▸ QUESTIONS:
a - Reproduce word for word the passage of the article on Tim Cook starting with "Does Apple’s boss" and going on through "ticket to China.".
b - Write the next part of the article on Tim Cook, picking up after its final sentence.

▸ TEXT PASSAGE:
++++

Does Apple’s boss have a Plan B?
Long before Tim Cook became Apple’s boss, when his job was to wring costs out of the company’s supply chain, he learned of a problem with a supplier in China. “This is really bad,” he told his staff. “Someone should be in China driving this.” Thirty minutes later he saw one of his executives sitting at a table. “Why are you still here?” he asked quietly. The executive stood up, drove directly to San Francisco’s airport and bought a ticket to China.
This anecdote, recounted in Walter Isaacson’s biography of Steve Jobs, Apple’s founder, is one of only a few tales in print that offer an insight into the management style of Mr Cook, who took over from Jobs shortly before he died of cancer in October 2011. It is telling. While Jobs, the irascible creative genius behind Apple’s bestselling products, stole the show, Mr Cook, who is both courtly and deeply private, plugged away behind the scenes to cement a relationship crucial to Apple’s soaring success: that with China.

++++

(Extracted records)
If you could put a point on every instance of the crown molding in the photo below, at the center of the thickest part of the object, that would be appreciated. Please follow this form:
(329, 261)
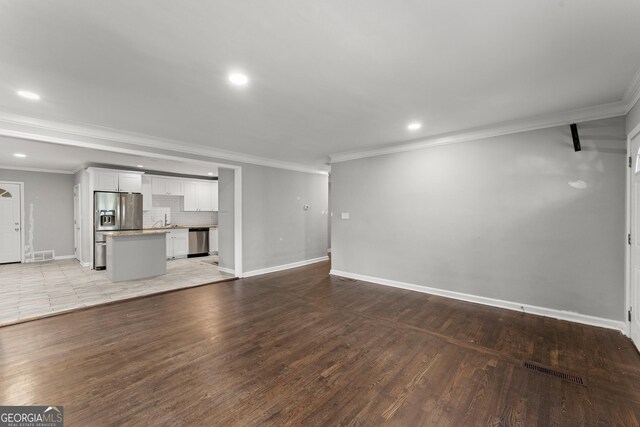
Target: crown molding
(632, 94)
(19, 168)
(614, 109)
(95, 137)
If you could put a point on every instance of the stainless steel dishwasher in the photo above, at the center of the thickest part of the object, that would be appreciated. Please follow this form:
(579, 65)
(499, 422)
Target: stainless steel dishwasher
(198, 242)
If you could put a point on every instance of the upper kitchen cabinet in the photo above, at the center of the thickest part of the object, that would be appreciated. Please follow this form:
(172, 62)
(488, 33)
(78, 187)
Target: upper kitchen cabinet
(111, 180)
(200, 196)
(147, 197)
(167, 186)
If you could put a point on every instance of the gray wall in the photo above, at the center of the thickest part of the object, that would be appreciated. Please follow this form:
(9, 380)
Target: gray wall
(226, 246)
(82, 177)
(495, 218)
(276, 228)
(52, 198)
(633, 117)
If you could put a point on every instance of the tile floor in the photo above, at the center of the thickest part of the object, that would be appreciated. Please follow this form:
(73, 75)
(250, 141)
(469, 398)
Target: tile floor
(41, 289)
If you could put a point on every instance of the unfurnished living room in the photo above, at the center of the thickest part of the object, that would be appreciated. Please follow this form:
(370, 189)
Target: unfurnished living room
(319, 212)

++++

▸ TASK-BY-TASK ANSWERS:
a -
Does Apple’s boss have a Plan B?
Long before Tim Cook became Apple’s boss, when his job was to wring costs out of the company’s supply chain, he learned of a problem with a supplier in China. “This is really bad,” he told his staff. “Someone should be in China driving this.” Thirty minutes later he saw one of his executives sitting at a table. “Why are you still here?” he asked quietly. The executive stood up, drove directly to San Francisco’s airport and bought a ticket to China.

b -
In the early days of Apple, Jobs wanted to make his Macintosh computers in America. With his trademark obsessiveness, he built a factory of pure white to produce them (and wore white gloves to check for dust). When Mr Cook joined the company in 1998 he changed all that, deploying his soothing Alabama lilt and a fearsome work ethic (he gets up at 4am) to forge an unrivalled supply chain running through Asia. Today labels on nearly all iDevices read, “Designed by Apple in California. Assembled in China”.